## AIM OF THE EXERCISE
Look below for the line that contains "Each instance of the white baseboard", then quote it and all the lines after it, exactly, with the pictures left out.

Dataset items
>>>
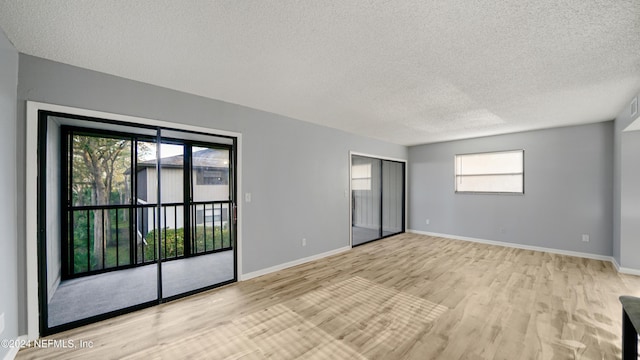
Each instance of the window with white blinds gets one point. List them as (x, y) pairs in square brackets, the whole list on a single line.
[(499, 172)]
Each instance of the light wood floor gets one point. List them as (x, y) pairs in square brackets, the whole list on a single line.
[(405, 297)]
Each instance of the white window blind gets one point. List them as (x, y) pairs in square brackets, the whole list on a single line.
[(494, 172)]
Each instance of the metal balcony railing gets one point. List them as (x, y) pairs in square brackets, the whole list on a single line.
[(108, 237)]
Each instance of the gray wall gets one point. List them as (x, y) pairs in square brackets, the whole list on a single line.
[(626, 210), (568, 190), (297, 172), (8, 213)]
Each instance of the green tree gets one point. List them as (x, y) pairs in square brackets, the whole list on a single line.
[(99, 178)]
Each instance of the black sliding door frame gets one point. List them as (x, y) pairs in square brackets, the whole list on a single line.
[(65, 176), (380, 179)]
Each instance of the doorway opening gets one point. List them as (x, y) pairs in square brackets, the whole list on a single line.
[(130, 216)]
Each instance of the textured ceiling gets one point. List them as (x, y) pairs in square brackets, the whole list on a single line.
[(408, 72)]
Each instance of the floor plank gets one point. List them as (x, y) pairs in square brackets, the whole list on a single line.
[(405, 297)]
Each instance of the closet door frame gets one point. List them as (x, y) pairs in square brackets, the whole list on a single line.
[(404, 191)]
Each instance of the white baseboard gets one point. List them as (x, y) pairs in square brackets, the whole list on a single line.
[(289, 264), (524, 247), (624, 270), (14, 350)]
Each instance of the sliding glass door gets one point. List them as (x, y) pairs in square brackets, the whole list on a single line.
[(131, 217), (377, 198), (203, 253)]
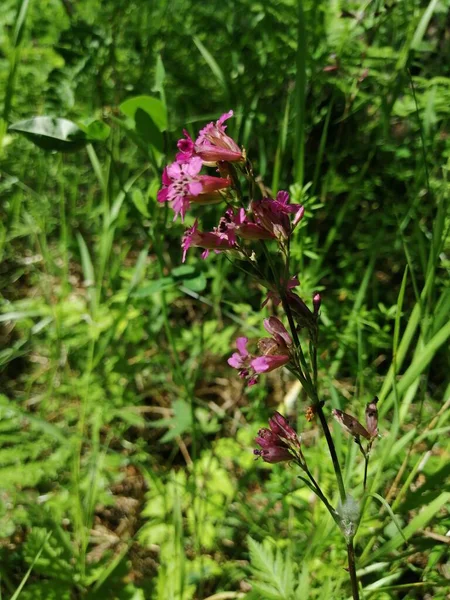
<<<
## ANSWER TO THE EXERCISE
Each instance of the white baseboard gets one point. List them as (x, y) pairs in square brackets, the whole list on a single line.
[(289, 264), (524, 247), (624, 270), (14, 350)]
Each instance of the sliding glass door gets one point. List them as (x, y) pairs in square brackets, the whole list on a single line.
[(131, 217), (377, 198), (203, 253)]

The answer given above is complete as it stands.